* Exercise data

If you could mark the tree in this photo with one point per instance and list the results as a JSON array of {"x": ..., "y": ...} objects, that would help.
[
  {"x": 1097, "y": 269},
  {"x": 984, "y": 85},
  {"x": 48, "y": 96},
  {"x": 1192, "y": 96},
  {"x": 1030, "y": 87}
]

* The request
Rewrite the entries above with "tree" changed to "streetlight" and every other part left as it is.

* Response to the task
If you could mark the streetlight in this photo with one point per instance and list the results as a JSON array of {"x": ..., "y": ...} objects, that would help.
[
  {"x": 1097, "y": 269},
  {"x": 984, "y": 85},
  {"x": 48, "y": 96},
  {"x": 1192, "y": 96},
  {"x": 1030, "y": 87}
]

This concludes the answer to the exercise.